## Problem
Search the listing below for the string "wooden" and show each line that contains it.

## Raw data
====

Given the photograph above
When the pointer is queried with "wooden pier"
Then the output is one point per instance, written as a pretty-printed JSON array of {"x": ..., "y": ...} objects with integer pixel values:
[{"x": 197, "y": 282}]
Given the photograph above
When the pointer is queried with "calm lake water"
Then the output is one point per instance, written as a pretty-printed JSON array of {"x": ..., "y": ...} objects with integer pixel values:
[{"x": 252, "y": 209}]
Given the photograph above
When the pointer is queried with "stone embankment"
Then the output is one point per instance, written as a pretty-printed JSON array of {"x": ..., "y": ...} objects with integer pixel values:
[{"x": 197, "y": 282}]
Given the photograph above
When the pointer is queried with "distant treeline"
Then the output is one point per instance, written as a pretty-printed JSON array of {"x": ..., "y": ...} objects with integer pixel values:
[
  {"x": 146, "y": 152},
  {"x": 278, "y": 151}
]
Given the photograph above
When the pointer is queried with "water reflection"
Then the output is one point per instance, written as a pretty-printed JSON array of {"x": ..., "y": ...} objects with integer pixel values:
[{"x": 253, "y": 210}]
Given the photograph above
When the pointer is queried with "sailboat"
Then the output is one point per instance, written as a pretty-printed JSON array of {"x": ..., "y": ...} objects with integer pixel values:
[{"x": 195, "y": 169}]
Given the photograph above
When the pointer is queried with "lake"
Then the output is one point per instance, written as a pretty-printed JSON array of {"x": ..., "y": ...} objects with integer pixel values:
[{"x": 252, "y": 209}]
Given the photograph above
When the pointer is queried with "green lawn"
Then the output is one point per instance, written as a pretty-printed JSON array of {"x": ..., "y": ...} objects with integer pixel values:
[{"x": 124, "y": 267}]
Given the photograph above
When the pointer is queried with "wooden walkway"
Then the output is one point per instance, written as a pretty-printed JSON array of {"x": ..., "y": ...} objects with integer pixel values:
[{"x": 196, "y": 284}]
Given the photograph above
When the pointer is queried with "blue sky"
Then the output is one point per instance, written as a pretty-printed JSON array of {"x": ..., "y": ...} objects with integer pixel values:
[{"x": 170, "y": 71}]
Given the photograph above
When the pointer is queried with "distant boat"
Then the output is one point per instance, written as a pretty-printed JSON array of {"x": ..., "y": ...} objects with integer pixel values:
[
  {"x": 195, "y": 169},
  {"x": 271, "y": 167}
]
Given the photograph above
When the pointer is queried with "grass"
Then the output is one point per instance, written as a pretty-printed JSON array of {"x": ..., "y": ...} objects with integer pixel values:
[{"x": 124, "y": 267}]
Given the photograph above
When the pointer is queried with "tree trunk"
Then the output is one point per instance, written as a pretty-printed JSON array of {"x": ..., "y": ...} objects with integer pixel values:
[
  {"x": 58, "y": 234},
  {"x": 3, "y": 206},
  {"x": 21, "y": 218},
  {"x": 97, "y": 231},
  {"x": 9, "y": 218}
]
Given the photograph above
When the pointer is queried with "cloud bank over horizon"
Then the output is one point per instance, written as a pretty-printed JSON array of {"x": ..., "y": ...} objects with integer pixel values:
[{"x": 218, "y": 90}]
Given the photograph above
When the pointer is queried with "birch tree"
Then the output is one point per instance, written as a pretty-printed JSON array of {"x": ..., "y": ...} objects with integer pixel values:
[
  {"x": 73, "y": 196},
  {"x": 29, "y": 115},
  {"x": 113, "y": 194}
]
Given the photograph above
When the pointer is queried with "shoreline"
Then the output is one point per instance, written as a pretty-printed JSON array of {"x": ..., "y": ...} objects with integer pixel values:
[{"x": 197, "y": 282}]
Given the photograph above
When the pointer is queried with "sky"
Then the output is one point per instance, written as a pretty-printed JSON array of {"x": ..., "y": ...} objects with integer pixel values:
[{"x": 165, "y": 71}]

====

## Solution for this problem
When the pointer is queried with "wooden pier"
When the pointer is queried with "wooden walkway"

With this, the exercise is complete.